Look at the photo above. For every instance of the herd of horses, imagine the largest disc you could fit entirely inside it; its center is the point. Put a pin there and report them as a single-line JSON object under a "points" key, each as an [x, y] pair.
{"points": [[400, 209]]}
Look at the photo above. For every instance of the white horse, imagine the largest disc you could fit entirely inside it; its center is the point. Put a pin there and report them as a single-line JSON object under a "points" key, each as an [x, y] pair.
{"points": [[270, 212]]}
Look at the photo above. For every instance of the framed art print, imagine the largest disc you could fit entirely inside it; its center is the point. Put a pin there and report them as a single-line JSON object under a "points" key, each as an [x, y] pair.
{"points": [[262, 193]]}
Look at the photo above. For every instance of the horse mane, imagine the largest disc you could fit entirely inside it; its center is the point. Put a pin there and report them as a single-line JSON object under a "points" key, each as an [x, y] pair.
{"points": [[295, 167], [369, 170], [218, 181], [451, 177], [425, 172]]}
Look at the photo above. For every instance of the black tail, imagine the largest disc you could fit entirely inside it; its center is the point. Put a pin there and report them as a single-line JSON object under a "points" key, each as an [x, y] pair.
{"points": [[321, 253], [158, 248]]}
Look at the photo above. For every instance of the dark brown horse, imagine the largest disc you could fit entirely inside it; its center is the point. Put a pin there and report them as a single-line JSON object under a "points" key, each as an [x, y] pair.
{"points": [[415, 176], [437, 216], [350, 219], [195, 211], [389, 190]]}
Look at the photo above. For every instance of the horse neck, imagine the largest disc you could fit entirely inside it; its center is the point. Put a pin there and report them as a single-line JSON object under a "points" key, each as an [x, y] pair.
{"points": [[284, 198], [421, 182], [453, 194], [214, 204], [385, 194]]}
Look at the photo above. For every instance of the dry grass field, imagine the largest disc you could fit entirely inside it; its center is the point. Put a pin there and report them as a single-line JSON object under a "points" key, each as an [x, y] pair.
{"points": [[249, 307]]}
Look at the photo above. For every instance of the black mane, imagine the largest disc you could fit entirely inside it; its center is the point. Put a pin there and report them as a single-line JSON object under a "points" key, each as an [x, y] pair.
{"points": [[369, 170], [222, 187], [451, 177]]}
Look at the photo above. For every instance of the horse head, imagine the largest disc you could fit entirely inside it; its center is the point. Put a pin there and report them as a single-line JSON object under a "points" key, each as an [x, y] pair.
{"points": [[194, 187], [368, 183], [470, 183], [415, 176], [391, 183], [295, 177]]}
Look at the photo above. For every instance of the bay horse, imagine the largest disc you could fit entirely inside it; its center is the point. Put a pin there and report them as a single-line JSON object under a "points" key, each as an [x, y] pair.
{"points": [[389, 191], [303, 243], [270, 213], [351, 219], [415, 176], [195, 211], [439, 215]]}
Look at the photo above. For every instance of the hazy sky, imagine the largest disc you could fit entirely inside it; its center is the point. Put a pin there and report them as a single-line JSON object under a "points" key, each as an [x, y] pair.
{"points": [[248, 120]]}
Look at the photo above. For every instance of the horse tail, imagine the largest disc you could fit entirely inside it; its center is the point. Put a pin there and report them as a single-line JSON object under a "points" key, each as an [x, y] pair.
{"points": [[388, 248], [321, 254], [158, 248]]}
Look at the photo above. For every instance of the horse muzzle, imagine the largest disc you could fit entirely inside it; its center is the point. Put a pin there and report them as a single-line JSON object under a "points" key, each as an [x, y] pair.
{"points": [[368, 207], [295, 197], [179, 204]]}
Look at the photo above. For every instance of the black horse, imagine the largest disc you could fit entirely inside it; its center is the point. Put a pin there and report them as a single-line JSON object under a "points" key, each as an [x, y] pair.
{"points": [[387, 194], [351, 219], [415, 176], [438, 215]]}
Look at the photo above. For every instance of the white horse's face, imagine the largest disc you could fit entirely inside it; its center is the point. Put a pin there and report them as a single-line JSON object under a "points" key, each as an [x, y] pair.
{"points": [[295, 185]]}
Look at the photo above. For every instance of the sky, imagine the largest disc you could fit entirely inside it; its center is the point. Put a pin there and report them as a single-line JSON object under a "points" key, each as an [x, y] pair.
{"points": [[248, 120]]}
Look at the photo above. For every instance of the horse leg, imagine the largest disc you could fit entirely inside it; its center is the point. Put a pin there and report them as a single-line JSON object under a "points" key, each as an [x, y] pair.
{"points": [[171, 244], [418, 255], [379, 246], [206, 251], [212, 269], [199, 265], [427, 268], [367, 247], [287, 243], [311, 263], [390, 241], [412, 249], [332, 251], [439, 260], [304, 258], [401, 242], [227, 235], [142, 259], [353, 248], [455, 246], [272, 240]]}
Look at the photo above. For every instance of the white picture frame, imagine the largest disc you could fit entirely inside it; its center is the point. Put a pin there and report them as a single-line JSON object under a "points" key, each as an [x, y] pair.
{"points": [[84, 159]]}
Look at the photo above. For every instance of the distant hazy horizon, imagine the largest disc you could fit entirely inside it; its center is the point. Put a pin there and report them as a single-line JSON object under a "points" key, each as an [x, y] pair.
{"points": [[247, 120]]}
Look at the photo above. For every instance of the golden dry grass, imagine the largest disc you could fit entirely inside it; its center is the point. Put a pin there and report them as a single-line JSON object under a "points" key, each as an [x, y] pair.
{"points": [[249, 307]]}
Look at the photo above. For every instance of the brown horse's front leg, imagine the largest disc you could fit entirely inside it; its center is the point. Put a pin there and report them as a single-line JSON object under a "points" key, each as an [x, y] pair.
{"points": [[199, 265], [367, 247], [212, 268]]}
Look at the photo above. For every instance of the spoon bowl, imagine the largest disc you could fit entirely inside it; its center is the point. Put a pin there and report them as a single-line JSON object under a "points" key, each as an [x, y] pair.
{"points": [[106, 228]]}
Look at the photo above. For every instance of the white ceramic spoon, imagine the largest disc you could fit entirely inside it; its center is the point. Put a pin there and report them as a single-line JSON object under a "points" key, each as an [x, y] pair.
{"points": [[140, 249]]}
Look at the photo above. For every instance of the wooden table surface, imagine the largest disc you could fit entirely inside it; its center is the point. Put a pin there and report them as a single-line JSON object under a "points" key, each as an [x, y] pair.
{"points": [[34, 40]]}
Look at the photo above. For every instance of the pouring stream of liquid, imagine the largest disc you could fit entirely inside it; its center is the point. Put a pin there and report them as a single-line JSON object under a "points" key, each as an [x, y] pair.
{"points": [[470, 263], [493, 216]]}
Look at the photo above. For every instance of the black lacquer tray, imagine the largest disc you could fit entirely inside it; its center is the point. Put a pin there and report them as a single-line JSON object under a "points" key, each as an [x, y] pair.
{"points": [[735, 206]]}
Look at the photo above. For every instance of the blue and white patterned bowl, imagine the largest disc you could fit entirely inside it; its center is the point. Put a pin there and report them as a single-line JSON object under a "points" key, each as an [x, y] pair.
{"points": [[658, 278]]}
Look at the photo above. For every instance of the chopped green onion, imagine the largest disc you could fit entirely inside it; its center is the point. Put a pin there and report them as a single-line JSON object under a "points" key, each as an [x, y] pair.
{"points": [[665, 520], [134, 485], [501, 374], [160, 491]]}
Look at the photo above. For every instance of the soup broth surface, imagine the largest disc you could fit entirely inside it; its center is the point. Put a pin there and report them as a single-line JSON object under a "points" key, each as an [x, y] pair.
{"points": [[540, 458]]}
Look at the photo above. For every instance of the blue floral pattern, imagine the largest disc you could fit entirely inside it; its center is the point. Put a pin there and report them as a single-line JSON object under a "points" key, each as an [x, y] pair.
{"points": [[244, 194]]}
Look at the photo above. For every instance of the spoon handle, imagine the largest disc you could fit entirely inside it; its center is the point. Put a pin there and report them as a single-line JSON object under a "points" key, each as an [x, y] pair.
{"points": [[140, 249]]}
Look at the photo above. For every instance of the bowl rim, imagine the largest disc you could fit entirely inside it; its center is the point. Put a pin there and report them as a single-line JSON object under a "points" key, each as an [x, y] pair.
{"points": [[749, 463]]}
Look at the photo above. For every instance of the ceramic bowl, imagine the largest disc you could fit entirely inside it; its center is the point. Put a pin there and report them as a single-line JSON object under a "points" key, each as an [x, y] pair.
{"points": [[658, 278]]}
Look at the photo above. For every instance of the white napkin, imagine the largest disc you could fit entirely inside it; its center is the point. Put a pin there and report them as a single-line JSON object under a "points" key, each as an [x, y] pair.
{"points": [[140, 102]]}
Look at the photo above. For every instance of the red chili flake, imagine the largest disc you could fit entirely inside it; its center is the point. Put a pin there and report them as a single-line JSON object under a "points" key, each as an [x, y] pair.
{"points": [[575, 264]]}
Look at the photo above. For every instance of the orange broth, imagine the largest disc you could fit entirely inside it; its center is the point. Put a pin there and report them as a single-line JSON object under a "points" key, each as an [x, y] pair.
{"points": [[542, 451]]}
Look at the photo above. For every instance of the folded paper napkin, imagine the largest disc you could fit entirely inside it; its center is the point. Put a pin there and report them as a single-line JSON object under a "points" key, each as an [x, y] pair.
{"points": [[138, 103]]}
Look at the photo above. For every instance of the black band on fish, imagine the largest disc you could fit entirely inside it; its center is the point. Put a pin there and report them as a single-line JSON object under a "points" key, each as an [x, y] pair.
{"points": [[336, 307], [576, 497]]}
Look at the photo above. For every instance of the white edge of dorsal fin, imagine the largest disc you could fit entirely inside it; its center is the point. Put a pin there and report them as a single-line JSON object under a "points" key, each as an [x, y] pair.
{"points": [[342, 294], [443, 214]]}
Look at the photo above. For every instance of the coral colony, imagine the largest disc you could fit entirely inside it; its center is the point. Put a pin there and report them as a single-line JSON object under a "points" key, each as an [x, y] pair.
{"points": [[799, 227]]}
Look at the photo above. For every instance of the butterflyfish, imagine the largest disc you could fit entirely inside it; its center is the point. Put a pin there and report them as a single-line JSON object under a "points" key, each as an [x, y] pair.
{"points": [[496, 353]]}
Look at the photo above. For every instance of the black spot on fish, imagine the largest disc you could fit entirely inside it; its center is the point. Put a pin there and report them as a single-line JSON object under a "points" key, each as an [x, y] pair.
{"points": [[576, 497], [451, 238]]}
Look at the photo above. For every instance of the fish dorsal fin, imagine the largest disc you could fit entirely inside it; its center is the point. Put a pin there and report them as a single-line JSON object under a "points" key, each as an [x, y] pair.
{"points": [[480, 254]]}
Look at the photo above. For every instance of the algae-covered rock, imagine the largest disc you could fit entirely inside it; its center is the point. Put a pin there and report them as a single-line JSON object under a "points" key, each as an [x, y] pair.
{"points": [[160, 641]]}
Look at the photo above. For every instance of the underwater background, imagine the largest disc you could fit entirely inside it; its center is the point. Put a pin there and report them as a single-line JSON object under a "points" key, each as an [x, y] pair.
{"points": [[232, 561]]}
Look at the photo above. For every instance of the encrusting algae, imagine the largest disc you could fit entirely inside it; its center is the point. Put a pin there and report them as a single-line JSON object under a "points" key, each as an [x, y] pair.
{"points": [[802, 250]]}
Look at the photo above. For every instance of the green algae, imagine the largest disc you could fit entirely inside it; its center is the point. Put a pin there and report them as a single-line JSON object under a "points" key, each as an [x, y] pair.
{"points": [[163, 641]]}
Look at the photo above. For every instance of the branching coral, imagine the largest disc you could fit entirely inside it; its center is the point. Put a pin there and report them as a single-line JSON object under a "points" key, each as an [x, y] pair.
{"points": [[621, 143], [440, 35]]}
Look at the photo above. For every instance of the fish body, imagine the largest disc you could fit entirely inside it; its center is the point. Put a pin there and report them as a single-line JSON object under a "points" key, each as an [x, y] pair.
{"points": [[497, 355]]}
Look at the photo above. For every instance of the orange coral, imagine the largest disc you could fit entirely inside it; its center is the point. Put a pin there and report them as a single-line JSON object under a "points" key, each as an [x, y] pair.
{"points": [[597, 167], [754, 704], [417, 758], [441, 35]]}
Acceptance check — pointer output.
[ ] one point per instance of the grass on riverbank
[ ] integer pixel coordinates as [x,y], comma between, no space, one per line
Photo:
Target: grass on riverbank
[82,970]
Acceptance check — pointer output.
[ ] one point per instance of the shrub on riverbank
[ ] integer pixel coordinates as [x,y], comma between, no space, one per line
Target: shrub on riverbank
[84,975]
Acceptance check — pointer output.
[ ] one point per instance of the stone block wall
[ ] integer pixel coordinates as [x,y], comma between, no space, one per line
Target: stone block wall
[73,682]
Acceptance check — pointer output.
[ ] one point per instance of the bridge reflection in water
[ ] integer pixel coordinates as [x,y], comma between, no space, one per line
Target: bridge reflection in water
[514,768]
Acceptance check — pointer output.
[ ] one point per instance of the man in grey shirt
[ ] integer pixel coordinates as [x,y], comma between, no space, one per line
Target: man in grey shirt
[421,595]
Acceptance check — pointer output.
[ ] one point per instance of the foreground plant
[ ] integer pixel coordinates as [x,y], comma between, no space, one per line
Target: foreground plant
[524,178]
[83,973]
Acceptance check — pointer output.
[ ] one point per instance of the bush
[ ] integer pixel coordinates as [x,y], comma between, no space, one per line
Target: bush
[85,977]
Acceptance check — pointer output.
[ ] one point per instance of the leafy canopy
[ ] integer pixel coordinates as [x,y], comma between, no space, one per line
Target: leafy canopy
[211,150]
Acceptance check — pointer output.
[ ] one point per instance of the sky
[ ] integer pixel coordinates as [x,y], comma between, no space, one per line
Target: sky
######
- _DIRECTION_
Count the lines in the entries above that contain the word "plant", treating case as significant, and reply with only the number.

- _FINISHED TASK_
2